• WHAT IS REQUIRED: Please count the rows that contain the string "cloud", treating uppercase and lowercase as different, and reply with only that number.

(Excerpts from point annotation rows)
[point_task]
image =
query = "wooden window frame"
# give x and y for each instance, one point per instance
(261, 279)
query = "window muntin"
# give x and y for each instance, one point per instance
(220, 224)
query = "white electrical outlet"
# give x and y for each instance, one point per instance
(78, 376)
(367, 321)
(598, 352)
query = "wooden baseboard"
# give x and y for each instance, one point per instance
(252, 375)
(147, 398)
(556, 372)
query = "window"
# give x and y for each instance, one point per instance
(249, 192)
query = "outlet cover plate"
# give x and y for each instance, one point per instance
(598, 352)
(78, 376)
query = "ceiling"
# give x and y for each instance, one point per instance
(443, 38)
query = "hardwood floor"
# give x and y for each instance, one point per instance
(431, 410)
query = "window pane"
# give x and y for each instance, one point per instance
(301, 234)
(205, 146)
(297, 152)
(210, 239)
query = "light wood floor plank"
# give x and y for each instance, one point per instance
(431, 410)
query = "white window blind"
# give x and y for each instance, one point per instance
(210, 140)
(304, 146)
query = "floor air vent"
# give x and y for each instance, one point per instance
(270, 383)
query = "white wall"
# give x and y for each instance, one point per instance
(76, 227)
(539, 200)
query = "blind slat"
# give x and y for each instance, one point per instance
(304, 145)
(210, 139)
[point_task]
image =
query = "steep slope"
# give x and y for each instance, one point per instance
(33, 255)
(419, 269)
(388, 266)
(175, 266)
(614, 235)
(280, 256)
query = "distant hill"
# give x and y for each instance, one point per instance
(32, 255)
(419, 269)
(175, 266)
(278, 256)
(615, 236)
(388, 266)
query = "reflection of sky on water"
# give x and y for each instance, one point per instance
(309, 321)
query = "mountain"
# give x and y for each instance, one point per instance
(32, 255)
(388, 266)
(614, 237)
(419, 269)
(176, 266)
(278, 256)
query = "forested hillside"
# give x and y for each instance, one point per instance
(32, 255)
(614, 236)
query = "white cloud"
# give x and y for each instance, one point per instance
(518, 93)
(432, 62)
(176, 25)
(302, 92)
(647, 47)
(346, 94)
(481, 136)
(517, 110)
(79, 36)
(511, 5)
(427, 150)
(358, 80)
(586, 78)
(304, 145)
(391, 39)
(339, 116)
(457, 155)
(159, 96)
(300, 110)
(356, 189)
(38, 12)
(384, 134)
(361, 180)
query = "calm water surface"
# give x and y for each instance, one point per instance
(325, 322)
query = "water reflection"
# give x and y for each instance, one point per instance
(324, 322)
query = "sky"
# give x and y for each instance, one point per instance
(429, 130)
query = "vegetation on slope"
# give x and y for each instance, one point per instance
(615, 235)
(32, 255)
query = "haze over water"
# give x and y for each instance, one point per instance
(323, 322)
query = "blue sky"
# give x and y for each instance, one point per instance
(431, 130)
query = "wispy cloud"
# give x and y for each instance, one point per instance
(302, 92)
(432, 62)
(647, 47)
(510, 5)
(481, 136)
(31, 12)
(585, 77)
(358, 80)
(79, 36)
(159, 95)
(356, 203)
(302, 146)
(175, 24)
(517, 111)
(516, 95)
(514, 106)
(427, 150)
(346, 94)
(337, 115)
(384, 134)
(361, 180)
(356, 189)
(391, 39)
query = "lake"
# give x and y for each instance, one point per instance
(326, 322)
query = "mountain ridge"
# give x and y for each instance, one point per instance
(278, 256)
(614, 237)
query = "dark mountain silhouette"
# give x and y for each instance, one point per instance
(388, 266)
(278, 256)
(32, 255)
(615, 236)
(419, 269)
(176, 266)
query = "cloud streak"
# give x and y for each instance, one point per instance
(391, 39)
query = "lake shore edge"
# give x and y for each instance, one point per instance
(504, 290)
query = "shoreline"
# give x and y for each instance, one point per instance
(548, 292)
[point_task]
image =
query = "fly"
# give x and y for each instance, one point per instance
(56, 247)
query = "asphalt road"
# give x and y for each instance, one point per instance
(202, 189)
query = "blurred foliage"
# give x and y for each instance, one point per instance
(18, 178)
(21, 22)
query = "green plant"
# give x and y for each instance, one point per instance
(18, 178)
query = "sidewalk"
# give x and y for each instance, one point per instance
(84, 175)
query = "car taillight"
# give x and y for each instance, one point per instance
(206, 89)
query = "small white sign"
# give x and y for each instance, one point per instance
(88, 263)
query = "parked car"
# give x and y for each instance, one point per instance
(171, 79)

• ANSWER: 3